A run of records:

Start

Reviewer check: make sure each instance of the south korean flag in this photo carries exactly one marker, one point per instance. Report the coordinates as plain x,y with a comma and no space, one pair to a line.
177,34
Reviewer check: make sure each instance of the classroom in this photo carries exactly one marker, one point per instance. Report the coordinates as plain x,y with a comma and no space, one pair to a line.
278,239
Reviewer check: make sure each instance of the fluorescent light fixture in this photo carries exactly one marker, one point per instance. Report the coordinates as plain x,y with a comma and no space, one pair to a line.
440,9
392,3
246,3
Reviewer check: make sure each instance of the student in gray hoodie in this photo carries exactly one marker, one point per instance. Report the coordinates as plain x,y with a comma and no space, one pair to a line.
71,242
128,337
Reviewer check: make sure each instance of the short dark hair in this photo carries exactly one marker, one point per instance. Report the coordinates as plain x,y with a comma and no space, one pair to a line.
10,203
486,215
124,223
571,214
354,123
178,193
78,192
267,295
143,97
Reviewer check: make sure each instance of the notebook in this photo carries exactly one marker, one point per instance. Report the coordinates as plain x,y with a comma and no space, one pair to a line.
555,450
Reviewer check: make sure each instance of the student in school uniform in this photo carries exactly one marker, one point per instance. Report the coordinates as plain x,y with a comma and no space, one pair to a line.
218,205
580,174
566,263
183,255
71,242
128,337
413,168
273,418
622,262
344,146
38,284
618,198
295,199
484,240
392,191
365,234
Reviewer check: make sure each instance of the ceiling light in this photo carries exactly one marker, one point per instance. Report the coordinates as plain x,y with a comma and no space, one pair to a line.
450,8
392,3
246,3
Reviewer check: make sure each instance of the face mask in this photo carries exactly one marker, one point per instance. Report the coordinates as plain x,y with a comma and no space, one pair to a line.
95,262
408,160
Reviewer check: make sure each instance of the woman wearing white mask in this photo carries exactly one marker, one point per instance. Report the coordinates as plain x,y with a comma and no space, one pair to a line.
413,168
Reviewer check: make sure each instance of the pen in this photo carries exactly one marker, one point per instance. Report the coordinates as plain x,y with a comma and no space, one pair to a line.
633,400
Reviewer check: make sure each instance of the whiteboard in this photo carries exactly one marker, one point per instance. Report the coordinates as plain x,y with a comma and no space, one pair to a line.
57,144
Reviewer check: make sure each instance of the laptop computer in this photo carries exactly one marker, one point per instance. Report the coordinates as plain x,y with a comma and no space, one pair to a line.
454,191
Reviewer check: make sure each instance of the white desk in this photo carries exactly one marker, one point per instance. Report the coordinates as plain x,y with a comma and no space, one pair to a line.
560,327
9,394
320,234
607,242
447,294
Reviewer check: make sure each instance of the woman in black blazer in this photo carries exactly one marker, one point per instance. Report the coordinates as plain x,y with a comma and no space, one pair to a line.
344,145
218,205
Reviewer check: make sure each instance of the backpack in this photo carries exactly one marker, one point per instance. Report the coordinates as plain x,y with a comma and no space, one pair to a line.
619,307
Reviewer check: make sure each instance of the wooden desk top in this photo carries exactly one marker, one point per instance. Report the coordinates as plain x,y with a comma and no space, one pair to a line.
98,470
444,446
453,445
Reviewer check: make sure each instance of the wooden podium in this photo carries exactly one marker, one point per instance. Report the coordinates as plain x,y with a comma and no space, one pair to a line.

End

#### Set task
Reproduce the records above line for line, with no changes.

#### Exercise response
Reviewer check: make sure each instance of the south korean flag in this photo carries exactly one marker, one point per instance. Report the coordinates as plain x,y with a comma and no space, one pair to a line.
177,34
Reviewer check: make sure each instance of the classroom in this photo carries exactly one marker, one point per instance. Report the coordinates as plain x,y with a comma and no space, one pair to a line.
278,239
Reviewer check: make sure each instance of the fluorescent light fixture in this photo carries exactly one marker, one point per instance. Report the coordinates as plain x,y with a comma and no space, one pair to a line.
440,9
392,3
246,3
Reviewer check: make sure each instance of the student in gray hoodie in this photo carries exactly one marker, one point per instance. Report the coordinates as plain x,y with a comma and no space, one pair to a line.
71,242
128,337
Reviewer check: make sure each instance of the short dark hair in this photo carries exactly one marker, one point per instance. Report the coordinates as plain x,y with a comma and no space, one pair to a line.
10,203
486,215
124,223
571,214
354,123
178,193
78,192
267,295
143,97
Reviewer check: make sure each instance of the notebook in this photo carries exactly one marker, one point per instance. Report the coordinates as plain x,y with a comma and no space, one pair to a line.
555,450
Reviewer check: make sure each instance of the student in school uniform in this photo carries exactly one marker, one point per instance. Report the coordinates as plain x,y with a comma and no space, one pair to a line.
218,205
580,174
566,263
183,255
71,242
128,337
413,168
273,418
622,262
344,146
38,284
618,198
295,199
484,240
392,191
365,234
Reviewer check: make sure each instance of the ceiling light in this photo carries exactly one marker, one point per instance. Report the coordinates as plain x,y with a comma and no space, one pair to a line.
450,8
392,3
246,3
Reviewer check: make sure each instance of the face mask in this photo carries exactly one marker, one point per instance. Report the coordinates as plain x,y with a comma and no space, one pair to a line.
95,262
408,160
Reviewer check: make sure each instance of the woman wearing white mask in this photo carries exactly one marker, one point per instance. Report the coordinates as plain x,y with a comma and no space, one pair to a line.
413,168
Reviewer check: make sure each instance of the pen in this photo carries exactly one marker, one point per instance. Report the coordinates as plain x,y with a comma and no space, one pair to a line.
633,400
Reviewer check: make sure each instance of the whiteboard in this photo carries exactly one marker, one point per instance. Report the coordinates as plain x,y with a comma and no space, one pair to a line.
57,144
Reviewer check: make sure each instance of the laptop computer in this photo carries exactly one marker, one point per instance. Report the coordinates as plain x,y with a comma and no space, one pair to a line.
454,191
Reviewer check: make sure each instance of the white desk in this photo carries exactly one marker, one point per instance. Report the coordinates as plain x,y with a comma and no space, one pair to a line.
560,327
9,394
320,234
607,242
447,294
Reviewer check: make sure each instance of the woman in black blazer in this photo carries exactly one marker, one point per instance. Report the coordinates as plain x,y with a comma and no space, one pair to a line.
344,145
218,205
Reviewer check: make sure each instance of the backpack in this photo carries exactly one marker, one point per instance. Report the coordinates as plain x,y with a comma and no space, one pair to a line.
619,307
Reviewer check: make sure each instance of the wooden desk top in this photo carries exactly one marker, one point per instance. Report the coordinates as plain x,y with a comma and no space, one pair to a line.
98,470
444,446
453,445
Reviewer check: make sure each instance of the wooden podium in this photo carries exactly one marker, one point per instance. Report the coordinates as plain x,y with a comma and no space, one pair to a line.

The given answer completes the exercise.